— start of Items —
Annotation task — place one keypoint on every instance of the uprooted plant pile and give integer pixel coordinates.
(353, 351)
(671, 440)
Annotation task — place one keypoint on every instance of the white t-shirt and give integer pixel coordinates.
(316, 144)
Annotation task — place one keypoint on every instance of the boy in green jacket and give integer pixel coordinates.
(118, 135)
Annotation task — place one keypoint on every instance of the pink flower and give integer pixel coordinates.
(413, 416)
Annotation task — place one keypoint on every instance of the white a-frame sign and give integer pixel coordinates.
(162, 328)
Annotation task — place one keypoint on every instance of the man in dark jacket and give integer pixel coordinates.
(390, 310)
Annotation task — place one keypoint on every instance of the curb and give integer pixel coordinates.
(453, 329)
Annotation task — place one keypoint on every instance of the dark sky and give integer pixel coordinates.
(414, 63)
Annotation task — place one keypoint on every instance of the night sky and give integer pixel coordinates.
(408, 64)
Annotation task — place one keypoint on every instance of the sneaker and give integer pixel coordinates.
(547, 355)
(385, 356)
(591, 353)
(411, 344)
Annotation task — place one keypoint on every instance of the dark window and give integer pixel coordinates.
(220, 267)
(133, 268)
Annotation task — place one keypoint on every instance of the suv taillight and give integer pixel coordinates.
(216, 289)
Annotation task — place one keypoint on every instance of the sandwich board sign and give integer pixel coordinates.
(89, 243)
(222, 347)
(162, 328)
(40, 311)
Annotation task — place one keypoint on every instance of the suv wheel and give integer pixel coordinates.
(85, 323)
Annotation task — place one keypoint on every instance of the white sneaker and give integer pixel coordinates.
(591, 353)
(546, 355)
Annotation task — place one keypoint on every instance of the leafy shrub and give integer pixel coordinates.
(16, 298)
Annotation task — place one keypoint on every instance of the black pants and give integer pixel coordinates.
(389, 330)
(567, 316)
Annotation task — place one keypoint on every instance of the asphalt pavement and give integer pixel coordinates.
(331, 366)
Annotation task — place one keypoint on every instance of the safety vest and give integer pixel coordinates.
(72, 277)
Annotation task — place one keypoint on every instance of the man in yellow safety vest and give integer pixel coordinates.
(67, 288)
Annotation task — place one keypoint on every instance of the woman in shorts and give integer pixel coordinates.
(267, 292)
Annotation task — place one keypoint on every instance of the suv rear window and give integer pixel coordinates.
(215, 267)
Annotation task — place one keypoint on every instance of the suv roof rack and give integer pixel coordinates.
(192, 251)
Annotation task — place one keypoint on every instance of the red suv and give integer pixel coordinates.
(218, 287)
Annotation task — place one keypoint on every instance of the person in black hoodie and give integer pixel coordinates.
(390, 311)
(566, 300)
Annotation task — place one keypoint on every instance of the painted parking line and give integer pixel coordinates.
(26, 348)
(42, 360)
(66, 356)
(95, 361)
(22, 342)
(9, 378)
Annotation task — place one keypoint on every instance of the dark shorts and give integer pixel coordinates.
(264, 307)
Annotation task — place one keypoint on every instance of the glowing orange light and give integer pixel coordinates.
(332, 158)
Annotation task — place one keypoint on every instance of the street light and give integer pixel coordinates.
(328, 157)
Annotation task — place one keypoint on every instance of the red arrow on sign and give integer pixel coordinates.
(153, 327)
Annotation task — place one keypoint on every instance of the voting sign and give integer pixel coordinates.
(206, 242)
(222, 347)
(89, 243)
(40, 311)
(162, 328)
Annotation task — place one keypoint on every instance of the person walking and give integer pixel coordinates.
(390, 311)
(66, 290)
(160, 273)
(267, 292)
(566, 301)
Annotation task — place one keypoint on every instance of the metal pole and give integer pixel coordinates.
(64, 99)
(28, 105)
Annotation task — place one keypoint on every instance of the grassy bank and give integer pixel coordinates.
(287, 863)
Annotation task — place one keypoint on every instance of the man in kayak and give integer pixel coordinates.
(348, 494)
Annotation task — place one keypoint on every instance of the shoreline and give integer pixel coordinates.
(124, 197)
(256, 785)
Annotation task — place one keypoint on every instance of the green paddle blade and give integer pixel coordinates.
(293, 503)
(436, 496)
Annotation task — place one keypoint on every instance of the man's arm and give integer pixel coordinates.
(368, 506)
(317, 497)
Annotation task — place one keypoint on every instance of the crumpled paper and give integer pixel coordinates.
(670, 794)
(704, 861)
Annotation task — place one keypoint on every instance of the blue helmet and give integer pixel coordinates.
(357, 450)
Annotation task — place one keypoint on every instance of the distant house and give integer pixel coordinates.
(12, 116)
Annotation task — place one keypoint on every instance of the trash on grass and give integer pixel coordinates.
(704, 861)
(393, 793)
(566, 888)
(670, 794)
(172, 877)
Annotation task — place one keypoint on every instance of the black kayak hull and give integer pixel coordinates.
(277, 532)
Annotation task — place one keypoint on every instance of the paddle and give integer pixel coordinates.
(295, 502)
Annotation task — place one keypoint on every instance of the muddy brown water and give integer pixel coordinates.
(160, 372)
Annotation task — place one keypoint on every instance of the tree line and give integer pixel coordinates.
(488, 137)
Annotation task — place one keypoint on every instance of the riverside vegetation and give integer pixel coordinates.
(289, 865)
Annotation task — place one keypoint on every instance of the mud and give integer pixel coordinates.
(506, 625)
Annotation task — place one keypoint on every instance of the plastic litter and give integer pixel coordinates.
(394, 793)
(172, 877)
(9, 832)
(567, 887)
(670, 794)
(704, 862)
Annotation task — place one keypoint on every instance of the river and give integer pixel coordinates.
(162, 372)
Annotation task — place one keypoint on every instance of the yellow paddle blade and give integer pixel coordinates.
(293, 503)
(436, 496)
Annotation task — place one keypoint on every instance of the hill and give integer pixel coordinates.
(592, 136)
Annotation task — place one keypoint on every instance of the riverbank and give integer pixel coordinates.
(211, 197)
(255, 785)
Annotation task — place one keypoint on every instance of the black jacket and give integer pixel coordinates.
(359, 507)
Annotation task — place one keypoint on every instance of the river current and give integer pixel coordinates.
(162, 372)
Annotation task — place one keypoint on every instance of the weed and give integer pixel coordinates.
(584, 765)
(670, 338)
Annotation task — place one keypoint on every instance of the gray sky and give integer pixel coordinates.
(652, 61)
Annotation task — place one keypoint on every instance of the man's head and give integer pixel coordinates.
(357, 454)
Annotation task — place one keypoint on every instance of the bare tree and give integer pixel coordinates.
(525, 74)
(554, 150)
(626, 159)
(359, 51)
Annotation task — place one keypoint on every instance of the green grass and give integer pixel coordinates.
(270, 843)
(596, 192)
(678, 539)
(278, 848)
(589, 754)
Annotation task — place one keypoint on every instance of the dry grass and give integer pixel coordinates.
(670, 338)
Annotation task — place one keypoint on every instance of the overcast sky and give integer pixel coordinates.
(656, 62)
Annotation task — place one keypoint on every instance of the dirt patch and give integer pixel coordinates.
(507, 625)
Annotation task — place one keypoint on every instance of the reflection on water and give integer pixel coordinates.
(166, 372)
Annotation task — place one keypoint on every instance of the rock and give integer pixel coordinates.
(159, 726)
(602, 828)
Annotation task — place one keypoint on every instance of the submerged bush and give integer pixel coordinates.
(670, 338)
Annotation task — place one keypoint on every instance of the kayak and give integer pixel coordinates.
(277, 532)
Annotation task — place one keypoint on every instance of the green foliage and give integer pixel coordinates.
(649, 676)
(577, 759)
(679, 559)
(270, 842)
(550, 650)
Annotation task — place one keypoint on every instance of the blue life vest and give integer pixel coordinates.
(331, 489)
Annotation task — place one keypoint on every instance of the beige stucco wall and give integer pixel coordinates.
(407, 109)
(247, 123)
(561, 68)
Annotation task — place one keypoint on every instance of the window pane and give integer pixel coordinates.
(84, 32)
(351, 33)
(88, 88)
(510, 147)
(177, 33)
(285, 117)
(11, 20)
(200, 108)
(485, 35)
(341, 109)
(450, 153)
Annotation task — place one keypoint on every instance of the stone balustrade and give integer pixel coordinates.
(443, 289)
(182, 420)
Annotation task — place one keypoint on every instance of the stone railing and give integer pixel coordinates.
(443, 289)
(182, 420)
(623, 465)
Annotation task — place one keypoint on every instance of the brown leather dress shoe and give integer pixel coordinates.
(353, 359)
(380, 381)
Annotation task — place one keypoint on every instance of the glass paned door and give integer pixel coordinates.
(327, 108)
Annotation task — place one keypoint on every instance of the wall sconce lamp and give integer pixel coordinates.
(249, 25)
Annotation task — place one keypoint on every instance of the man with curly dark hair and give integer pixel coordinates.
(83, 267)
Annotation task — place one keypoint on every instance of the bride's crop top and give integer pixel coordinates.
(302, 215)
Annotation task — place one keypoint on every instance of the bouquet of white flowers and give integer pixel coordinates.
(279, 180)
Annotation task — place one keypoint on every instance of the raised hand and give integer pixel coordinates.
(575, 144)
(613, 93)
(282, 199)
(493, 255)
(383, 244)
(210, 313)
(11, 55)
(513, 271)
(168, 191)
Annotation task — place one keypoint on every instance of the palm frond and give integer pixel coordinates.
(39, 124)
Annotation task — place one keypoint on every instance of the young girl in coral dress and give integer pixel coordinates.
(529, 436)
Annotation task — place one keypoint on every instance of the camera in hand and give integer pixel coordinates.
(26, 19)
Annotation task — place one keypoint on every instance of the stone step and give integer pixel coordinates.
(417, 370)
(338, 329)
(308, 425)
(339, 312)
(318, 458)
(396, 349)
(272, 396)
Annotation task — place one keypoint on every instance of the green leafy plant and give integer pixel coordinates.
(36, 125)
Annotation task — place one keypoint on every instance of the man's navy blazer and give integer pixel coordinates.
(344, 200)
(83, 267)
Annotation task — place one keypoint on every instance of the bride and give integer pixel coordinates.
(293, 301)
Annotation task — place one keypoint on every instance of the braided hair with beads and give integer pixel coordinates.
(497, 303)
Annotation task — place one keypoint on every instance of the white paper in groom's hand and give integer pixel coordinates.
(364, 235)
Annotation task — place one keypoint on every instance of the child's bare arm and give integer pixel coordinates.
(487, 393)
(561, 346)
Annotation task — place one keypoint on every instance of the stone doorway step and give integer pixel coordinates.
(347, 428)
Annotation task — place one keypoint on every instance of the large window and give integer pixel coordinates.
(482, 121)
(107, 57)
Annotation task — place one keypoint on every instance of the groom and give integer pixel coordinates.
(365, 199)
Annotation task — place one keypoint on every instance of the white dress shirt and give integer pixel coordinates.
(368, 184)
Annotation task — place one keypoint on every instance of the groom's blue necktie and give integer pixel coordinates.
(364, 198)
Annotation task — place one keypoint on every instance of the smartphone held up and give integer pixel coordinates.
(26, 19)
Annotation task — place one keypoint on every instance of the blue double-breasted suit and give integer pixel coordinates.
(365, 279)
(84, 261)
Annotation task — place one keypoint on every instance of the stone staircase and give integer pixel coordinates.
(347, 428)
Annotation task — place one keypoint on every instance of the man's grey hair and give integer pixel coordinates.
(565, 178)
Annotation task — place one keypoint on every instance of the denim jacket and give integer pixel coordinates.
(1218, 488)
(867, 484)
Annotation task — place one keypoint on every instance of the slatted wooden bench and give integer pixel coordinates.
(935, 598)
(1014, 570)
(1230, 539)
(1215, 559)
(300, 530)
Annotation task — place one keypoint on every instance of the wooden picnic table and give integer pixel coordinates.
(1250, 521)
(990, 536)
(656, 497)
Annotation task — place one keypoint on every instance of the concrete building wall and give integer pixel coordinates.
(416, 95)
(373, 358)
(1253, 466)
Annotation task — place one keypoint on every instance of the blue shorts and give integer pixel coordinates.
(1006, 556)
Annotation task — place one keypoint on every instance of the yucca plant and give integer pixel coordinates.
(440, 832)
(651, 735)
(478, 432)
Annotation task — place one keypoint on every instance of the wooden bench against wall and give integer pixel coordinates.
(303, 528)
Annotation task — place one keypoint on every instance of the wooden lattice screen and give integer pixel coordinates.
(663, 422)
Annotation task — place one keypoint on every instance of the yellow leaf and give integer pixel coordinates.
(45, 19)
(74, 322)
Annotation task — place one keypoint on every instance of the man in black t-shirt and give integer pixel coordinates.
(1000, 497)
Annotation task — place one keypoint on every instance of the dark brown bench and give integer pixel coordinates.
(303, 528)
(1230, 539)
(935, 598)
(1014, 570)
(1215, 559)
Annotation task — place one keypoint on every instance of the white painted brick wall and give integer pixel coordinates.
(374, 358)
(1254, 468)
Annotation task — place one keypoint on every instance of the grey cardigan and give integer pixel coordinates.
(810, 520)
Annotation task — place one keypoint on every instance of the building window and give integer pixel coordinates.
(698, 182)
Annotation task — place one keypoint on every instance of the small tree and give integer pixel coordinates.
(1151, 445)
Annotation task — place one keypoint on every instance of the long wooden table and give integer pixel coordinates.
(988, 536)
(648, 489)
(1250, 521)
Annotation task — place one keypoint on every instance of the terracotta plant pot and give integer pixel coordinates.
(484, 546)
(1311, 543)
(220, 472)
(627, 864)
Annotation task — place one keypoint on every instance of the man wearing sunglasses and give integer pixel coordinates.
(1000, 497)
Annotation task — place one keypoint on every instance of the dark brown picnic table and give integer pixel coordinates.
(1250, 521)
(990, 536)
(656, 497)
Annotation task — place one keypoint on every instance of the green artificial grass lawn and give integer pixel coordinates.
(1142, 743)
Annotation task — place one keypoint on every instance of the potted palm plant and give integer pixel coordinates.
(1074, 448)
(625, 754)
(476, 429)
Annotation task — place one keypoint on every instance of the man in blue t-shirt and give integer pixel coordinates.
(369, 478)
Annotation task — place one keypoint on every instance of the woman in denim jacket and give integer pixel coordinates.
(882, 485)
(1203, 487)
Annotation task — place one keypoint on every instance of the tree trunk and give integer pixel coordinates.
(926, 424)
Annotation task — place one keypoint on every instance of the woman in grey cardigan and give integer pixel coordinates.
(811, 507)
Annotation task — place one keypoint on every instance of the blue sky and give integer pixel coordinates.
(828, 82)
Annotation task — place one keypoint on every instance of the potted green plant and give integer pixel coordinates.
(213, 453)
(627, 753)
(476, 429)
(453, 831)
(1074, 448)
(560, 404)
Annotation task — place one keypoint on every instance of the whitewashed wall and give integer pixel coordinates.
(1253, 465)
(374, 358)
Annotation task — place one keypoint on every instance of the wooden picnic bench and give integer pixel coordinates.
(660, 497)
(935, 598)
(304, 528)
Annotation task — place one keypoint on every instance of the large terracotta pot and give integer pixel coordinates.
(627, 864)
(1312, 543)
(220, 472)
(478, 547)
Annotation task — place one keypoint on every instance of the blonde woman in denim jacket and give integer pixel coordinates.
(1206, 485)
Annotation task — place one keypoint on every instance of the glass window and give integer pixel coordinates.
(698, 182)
— end of Items —
*Task directions*. Extract exactly the lines between the line containing "brown picnic table and give integer pixel coordinates." and the end of the data, including both.

*Reply*.
Annotation task — place one keypoint on every instance of the dark brown picnic table and give integer pixel coordinates.
(1250, 521)
(990, 536)
(656, 497)
Annotation task — place one keypoint on every instance of the green artificial grass lawn and give integer pixel coordinates.
(1142, 743)
Annotation task — place one keypoint on every instance of the potted palm plant and give integer pixel coordinates.
(1074, 448)
(625, 754)
(476, 429)
Annotation task — place one keypoint on every instance of the man in blue t-shirt and give integer pixel coordinates.
(369, 478)
Annotation task — place one keypoint on every instance of the woman in denim jacket and give integer pixel coordinates.
(882, 485)
(1203, 487)
Annotation task — place one keypoint on every instance of the tree trunk and give integer pixel coordinates.
(926, 424)
Annotation task — place one keypoint on every instance of the woman in grey cardigan and give integer pixel coordinates.
(811, 507)
Annotation task — place one keypoint on every instance of the blue sky and give integer pixel coordinates.
(828, 82)
Annotation task — place one keypoint on every instance of the potted green plant and give integer pixel coordinates.
(213, 453)
(627, 753)
(476, 429)
(453, 831)
(1074, 448)
(560, 404)
Annotation task — place one keypoint on every instance of the whitewashed wall and give integer pixel coordinates.
(1253, 465)
(374, 358)
Annotation task — place one keypoint on every instance of the wooden picnic bench and give integer pixel coordinates.
(660, 497)
(935, 598)
(304, 528)
Annotation task — place one keypoint on every instance of the large terracotta pot and give integer pixel coordinates.
(627, 864)
(1312, 543)
(220, 472)
(478, 547)
Annotation task — place one keypoint on every instance of the blonde woman in denim jacket and give integer pixel coordinates.
(1206, 485)
Annotation task — place one keypoint on every instance of the glass window and give integer pixel coordinates.
(698, 182)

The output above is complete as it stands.